2010-12-23 08:40:49 | 日々

TVを見たら、カピバラが「ゆず湯」に入っていた。
ああまたこの季節になったんだなあ、としみじみ眺める。
カピバラが県内ニュースのトップにくるところがすごい。
これと、ワニの背中をデッキブラシでごしごし洗うところと、
サンタ服のダイバーが水族館のサメに餌をやるところが、
ローカルな師走の風物詩の定番なのである。

それにしても、カピバラという動物は、
じつに温泉向きの顔をしている。
温泉に浸かってぼーっとくつろいでいるような表情を、
だいたいどの子も、いつでも、どこにいても、している。
ほんとうは、いろいろ悩みなどもあるのかもしれないが、
顔に出ないタイプの人って、損なのか得なのか。
などと考える。
そうだ、うちのお風呂にも入れなきゃ、ゆず。


スーパーに鏡餅が大量に並んでいた。
鏡餅といえばもうパックされたものがあたりまえの時代だ。
てのひらサイズの鏡餅のてっぺんに、みかんのかわりに
ハムスターがちんまり乗っているのがある。

提示データ >>
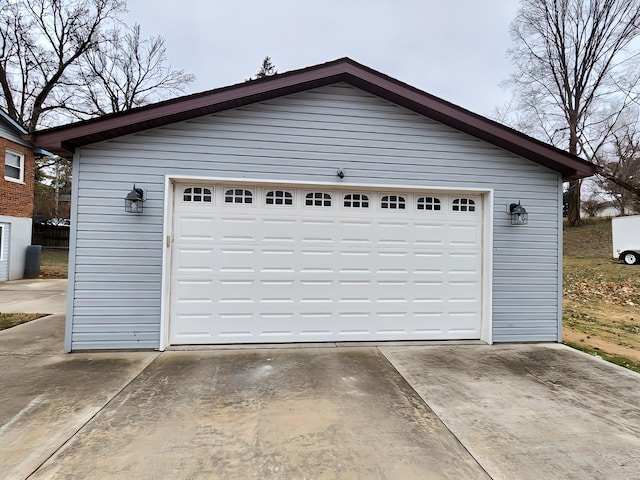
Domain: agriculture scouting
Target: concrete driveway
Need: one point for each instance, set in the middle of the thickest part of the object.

課題の条件 >>
1. 抜粋文について、次の問いに答えてください。
(a) テレビで見たカピバラは何に入っていたか。
(b) サンタ服のダイバーは水族館で何をしていたか。
(c) てのひらサイズの鏡餅のてっぺんには、みかんのかわりに何が乗っていたか。
2. 抜粋文の最後の文のあとに続く文章を書いてください。

解答 >>
1.
(a) ゆず湯
(b) サメに餌をやっていた。
(c) ハムスター

2.
え? とよくよく見れば、ハムスターではなく、うさぎだ。
でも、ちょうど小さいハムスターほどの小ささだし、
(「ロボロフスキー」と言おうとすると、
どうしても「スワロフスキー」と言いそうになる閑猫)
造形上の都合なのだろうか、耳が短くて丸っこいため、
来年が卯年だと思い出さなければ、とてもうさぎには見えない。
再来年は何が乗っているのやら。

どうやら鏡餅はすでに自分が「餅」であったことを忘れ、
「招福開運グッズ」の道をまっしぐらに突き進んでいるらしい。
その隣を見れば、なんと招き猫の乗った鏡餅もあり、
おめでたそうな雰囲気は良いけれど・・
そもそも猫が正月から餅の上に座ったりして許されるのか。

ま、いいか。
お正月ですから、ね。

 

ところで、
先日、音夢鈴さんちで見かけた
「とある塾にて実際に出された問題@小2」が
たいそう面白かったので、こちらでもご紹介させてください。
それぞれの「絵」をイメージしつつどうぞ。

もんだい
次のことわざの中でひとつだけ、まちがっているものがあります。
それはなんでしょう。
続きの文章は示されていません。